EXERCISE:
Pull out every line in the rows below that contains the string "countertop", matching case exactly.

SUPPLIED RECORDS:
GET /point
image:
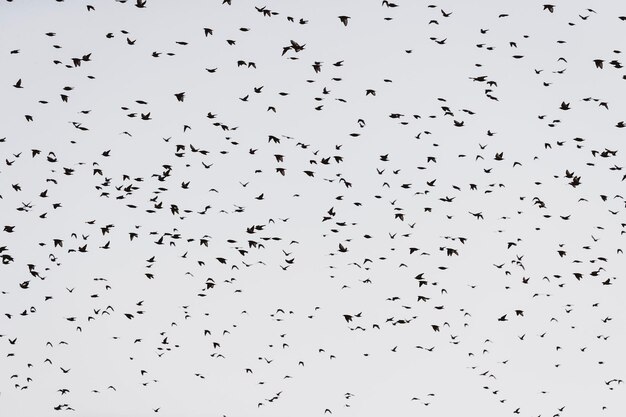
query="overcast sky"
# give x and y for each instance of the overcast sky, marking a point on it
(254, 209)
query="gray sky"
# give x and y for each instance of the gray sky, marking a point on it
(238, 303)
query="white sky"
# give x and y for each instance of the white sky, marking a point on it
(562, 352)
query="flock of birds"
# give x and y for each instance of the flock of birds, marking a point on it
(231, 208)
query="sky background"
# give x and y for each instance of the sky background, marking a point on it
(268, 244)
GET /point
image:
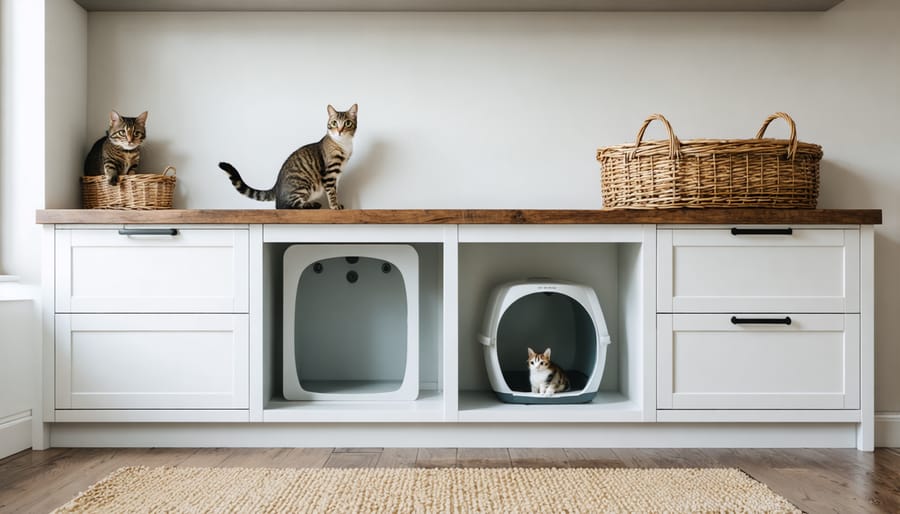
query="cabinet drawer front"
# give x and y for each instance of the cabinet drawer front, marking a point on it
(708, 361)
(712, 270)
(152, 361)
(195, 270)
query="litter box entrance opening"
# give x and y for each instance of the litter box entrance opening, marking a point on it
(546, 320)
(350, 326)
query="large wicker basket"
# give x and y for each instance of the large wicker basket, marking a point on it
(142, 191)
(773, 173)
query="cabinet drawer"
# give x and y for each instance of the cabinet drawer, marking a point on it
(152, 361)
(192, 270)
(713, 361)
(713, 270)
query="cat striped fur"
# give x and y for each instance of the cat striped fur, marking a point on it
(118, 152)
(310, 171)
(545, 376)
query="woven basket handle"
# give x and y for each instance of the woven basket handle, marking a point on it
(674, 143)
(792, 146)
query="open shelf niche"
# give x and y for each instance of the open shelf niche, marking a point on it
(428, 404)
(613, 264)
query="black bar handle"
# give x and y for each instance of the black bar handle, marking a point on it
(761, 321)
(735, 231)
(148, 231)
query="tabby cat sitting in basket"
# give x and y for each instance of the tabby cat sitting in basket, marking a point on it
(311, 171)
(119, 151)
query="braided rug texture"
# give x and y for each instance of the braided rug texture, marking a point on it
(507, 490)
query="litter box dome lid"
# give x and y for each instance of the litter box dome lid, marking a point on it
(504, 295)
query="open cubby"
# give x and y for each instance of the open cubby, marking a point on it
(368, 378)
(351, 322)
(612, 269)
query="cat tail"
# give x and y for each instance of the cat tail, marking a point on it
(243, 188)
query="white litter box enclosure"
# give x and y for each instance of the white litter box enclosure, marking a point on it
(540, 313)
(351, 322)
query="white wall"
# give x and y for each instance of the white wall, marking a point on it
(21, 136)
(21, 192)
(66, 66)
(506, 110)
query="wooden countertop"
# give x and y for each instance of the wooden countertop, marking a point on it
(467, 216)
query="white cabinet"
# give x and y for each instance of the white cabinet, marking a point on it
(151, 361)
(771, 361)
(758, 318)
(145, 269)
(151, 318)
(758, 270)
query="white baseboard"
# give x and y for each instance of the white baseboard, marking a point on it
(580, 435)
(15, 435)
(887, 429)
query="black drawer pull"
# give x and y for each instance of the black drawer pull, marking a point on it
(761, 321)
(762, 231)
(148, 231)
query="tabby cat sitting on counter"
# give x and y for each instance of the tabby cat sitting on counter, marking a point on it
(119, 151)
(311, 170)
(546, 377)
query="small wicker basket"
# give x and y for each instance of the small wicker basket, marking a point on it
(142, 191)
(772, 173)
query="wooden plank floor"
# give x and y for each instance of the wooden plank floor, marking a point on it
(815, 480)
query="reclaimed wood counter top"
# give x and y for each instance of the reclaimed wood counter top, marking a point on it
(466, 216)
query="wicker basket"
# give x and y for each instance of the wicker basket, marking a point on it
(772, 173)
(142, 191)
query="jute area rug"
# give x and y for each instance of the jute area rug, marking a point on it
(506, 490)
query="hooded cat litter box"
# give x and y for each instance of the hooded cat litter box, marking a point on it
(544, 314)
(351, 322)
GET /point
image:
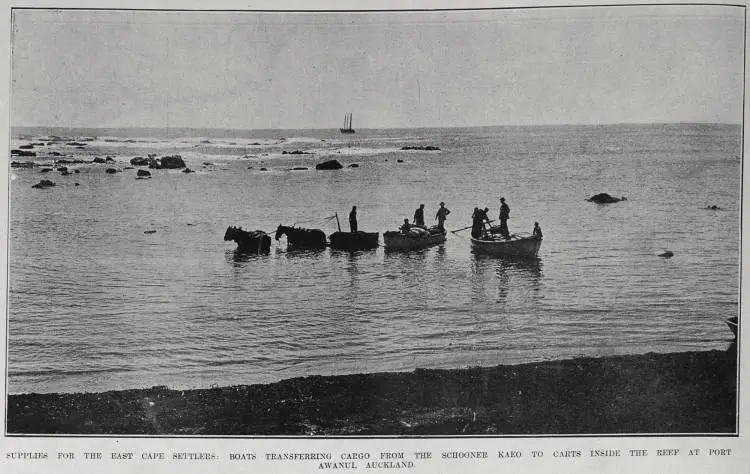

EXPECTED ANSWER:
query="wooden countertop"
# give x and y for each instance of the wooden countertop, marking a point on it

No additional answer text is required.